- EXERCISE INSTRUCTIONS
Please revise the records from the line with "Cross-reference task — this photo allegedly shows maroon" to the line with "[[0, 928, 601, 1024]]" by changing "maroon pant" to "maroon trousers", keeping everything else unchanged.
--------
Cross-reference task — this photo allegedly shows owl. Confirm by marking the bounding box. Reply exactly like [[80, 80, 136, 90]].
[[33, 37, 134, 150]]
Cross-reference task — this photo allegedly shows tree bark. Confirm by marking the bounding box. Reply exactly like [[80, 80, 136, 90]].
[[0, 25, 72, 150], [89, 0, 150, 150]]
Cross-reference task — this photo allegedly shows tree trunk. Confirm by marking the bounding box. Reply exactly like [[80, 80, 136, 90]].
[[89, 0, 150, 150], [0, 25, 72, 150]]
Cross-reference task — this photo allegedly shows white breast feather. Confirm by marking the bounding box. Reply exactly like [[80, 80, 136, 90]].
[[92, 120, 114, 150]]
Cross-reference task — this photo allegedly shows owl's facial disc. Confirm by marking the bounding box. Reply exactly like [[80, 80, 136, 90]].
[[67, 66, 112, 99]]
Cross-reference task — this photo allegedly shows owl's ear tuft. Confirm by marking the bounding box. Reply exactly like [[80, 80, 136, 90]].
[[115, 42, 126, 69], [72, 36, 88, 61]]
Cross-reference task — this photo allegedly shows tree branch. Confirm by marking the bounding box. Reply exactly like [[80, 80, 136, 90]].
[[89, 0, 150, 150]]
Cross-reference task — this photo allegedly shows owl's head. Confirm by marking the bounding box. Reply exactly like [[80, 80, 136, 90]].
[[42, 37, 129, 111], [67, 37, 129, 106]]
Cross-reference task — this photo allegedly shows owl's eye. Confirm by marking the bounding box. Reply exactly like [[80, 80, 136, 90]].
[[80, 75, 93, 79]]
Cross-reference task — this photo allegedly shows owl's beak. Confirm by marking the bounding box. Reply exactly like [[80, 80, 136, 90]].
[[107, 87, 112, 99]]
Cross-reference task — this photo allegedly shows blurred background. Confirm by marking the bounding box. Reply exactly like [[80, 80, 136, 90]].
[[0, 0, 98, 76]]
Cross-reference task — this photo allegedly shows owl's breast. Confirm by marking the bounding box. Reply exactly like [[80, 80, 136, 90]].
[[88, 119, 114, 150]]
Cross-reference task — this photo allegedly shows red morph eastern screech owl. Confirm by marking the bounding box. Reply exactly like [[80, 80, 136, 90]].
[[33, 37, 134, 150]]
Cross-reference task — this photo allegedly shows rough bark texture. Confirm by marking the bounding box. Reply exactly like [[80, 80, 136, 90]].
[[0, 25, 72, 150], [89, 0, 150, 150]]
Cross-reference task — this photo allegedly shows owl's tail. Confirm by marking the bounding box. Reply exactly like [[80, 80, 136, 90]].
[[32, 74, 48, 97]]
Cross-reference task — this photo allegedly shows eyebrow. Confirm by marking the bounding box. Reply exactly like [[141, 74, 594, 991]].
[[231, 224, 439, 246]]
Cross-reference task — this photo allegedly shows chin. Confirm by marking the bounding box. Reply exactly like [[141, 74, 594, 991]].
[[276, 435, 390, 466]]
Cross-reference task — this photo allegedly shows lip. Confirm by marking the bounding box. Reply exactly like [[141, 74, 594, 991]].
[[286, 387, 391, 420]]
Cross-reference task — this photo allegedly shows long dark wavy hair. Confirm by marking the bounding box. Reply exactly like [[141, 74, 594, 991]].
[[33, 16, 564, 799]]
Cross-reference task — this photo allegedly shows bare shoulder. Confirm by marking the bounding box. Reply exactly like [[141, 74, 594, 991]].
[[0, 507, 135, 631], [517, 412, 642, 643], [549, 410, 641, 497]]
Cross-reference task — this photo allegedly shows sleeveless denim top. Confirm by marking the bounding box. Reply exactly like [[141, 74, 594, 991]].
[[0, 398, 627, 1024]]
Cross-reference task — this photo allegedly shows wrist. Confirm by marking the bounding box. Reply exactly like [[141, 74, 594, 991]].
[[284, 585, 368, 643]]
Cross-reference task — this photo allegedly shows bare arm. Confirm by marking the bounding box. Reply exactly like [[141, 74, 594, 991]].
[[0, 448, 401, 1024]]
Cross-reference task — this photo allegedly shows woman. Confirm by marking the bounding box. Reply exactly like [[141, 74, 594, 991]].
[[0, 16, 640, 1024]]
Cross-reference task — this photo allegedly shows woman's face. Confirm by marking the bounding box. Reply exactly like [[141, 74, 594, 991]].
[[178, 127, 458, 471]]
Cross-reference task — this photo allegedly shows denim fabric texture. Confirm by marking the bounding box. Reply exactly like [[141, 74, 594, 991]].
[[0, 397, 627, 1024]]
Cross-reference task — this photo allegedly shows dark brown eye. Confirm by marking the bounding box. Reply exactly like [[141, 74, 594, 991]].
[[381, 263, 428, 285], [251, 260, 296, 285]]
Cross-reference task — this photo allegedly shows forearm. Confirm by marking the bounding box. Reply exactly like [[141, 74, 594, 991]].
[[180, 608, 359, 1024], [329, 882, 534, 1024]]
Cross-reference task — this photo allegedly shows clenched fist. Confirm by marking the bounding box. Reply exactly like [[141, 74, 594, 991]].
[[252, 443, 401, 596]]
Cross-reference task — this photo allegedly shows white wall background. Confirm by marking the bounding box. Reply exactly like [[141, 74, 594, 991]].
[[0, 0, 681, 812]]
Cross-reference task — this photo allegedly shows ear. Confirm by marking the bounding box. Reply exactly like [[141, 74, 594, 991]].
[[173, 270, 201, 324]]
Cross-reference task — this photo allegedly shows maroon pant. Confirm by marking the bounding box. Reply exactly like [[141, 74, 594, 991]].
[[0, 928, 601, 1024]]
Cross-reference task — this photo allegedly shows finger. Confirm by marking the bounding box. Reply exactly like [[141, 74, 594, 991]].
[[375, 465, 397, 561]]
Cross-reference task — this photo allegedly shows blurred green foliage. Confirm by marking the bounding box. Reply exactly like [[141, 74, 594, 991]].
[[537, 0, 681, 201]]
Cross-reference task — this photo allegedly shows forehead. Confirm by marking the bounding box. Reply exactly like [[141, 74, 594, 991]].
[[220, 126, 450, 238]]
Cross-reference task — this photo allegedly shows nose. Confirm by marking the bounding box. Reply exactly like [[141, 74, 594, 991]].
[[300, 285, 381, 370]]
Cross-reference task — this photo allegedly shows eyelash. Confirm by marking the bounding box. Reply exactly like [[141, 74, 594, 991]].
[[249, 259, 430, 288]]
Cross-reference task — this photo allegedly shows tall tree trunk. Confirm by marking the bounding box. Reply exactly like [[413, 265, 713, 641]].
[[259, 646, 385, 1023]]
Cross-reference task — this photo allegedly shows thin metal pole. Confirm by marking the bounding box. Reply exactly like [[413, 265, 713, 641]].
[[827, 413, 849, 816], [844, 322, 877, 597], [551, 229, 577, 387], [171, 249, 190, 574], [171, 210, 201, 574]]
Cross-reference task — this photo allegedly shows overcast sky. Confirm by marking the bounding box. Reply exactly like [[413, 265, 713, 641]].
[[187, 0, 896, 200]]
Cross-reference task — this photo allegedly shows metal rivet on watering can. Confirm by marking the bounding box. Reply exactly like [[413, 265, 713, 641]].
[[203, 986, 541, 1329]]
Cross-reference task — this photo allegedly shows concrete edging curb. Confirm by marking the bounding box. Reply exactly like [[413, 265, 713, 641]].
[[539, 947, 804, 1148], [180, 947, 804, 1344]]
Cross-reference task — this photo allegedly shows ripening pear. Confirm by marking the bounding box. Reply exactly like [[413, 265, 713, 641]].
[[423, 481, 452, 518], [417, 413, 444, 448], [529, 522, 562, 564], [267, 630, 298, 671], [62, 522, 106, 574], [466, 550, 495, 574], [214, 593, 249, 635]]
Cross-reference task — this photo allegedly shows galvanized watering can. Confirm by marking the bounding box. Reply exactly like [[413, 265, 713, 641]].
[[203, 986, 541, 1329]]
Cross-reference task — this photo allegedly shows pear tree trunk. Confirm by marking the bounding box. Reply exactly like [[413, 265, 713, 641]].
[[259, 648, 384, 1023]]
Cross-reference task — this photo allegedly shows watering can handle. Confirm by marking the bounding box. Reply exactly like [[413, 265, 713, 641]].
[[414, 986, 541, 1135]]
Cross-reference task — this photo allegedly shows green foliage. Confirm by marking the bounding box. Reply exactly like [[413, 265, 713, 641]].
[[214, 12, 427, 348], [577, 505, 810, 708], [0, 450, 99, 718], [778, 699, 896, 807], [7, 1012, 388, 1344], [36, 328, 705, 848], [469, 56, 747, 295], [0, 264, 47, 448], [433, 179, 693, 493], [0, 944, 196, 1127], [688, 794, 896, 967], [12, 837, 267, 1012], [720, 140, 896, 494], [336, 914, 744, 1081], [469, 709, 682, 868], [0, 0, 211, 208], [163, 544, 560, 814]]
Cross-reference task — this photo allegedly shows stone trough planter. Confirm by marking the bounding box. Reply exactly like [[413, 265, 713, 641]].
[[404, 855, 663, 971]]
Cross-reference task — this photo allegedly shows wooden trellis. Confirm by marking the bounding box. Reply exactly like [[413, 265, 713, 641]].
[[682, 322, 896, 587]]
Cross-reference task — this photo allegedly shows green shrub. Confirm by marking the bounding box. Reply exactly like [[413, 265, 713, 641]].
--------
- THE RESPONSE
Cross-reference task — this photo allegedly shows maroon trousers. Confirm by marking the bounding box. Reply exactly like [[141, 74, 594, 991]].
[[0, 928, 601, 1024]]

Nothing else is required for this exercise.